» **To do**
Turn the material below into a numbered list with one line per item. Skip blank lines, and leave the pictures out of your answer.

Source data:
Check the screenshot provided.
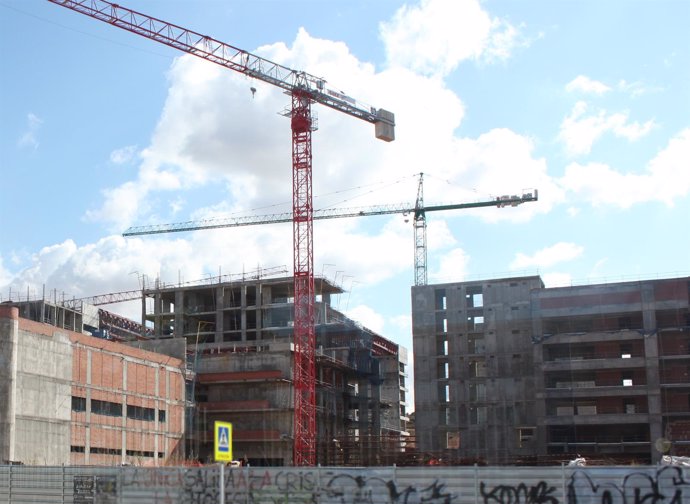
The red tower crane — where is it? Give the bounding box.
[48,0,395,466]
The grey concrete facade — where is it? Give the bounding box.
[0,307,72,465]
[412,277,690,463]
[142,277,407,465]
[412,277,543,463]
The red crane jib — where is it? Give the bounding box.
[48,0,395,466]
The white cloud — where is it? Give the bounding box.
[618,79,664,98]
[510,242,584,270]
[560,128,690,208]
[541,273,573,289]
[380,0,518,76]
[110,145,137,164]
[558,101,656,156]
[428,248,470,283]
[565,75,611,96]
[2,2,562,326]
[17,113,43,150]
[346,305,385,334]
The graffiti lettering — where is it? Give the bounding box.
[479,481,558,504]
[568,467,690,504]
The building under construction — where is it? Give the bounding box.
[412,276,690,464]
[142,277,407,465]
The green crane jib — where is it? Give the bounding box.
[122,178,538,285]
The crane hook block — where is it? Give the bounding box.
[374,109,395,142]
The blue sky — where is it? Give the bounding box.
[0,0,690,404]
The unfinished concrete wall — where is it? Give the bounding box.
[15,319,72,465]
[0,306,19,463]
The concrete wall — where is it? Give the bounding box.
[0,306,19,462]
[0,308,72,465]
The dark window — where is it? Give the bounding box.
[127,405,156,422]
[72,396,86,411]
[127,450,154,458]
[89,446,121,455]
[91,399,122,416]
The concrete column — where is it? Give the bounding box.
[214,285,225,343]
[174,289,185,338]
[641,283,663,464]
[0,306,19,463]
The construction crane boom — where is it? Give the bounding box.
[122,191,538,236]
[48,0,395,466]
[48,0,395,137]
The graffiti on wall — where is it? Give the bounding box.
[567,467,690,504]
[109,467,690,504]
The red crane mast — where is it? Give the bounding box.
[48,0,395,466]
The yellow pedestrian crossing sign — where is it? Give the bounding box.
[213,422,232,462]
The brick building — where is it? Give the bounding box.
[0,305,185,465]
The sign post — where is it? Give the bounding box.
[213,422,232,462]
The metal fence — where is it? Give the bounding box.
[0,466,690,504]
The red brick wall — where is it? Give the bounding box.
[71,334,184,465]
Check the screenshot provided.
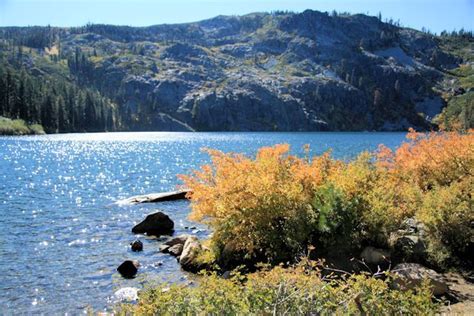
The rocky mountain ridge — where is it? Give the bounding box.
[0,10,470,131]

» **Solution to this task**
1. Check the screenshot provided.
2. The red tower crane — where is it? Give the bounding box.
3. [48,0,395,466]
4. The grey concrete facade — where is it? Give the bounding box.
5. [0,307,72,465]
6. [412,277,690,463]
7. [142,277,407,465]
8. [412,277,543,463]
9. The red crane jib — where is it? Give the bounding box.
10. [48,0,395,466]
11. The white cloud — where is it? Give the bounding box.
12. [618,79,664,98]
13. [510,242,584,270]
14. [560,128,690,208]
15. [541,273,573,289]
16. [380,0,518,76]
17. [110,145,137,164]
18. [558,101,656,156]
19. [428,248,470,283]
20. [565,75,611,96]
21. [2,2,562,326]
22. [17,113,43,150]
23. [346,305,385,334]
24. The graffiti lettering — where is it? Give the bounding box.
25. [479,481,558,504]
26. [568,467,690,504]
27. The building under construction — where is it? Give the bounding box.
28. [412,276,690,464]
29. [142,277,407,465]
30. The green crane jib — where is it? Give the bounding box.
31. [122,178,538,285]
32. The crane hook block — where is it? Give the bounding box.
33. [374,109,395,142]
34. The blue sky — where is it? Give the bounding box.
35. [0,0,690,404]
36. The unfinished concrete wall — where is it? Give the bounding box.
37. [15,319,72,465]
38. [0,306,19,463]
39. The concrete wall — where is it? Give the bounding box.
40. [0,306,19,462]
41. [0,308,72,465]
42. The dark window — where is it? Give the bounding box.
43. [127,405,156,422]
44. [72,396,86,411]
45. [127,450,154,458]
46. [89,446,121,455]
47. [91,399,122,416]
48. The concrete column — where is it? Give the bounding box.
49. [214,285,225,343]
50. [174,289,185,338]
51. [641,283,663,464]
52. [0,306,19,463]
53. The construction crane boom — where is it? Give the bounding box.
54. [122,191,538,236]
55. [48,0,395,466]
56. [48,0,395,137]
57. The graffiti on wall — where is it? Give the bounding box.
58. [567,467,690,504]
59. [109,467,690,504]
60. The red crane mast — where is it? Give the bounding box.
61. [48,0,395,466]
62. The yellow pedestrian crossing sign — where is it? Give the bounding box.
63. [213,422,232,462]
64. The brick building — where is it? Give the bounding box.
65. [0,305,185,465]
66. The sign post — where is it? Give the bounding box.
67. [213,422,232,462]
68. The metal fence — where is it? Give the bounding box.
69. [0,466,690,504]
70. The red brick wall — where is it? Give the bounding box.
71. [71,334,184,465]
72. Check the screenshot provided.
73. The rocky mountain ridge — where is it? Give the bounding box.
74. [0,10,470,131]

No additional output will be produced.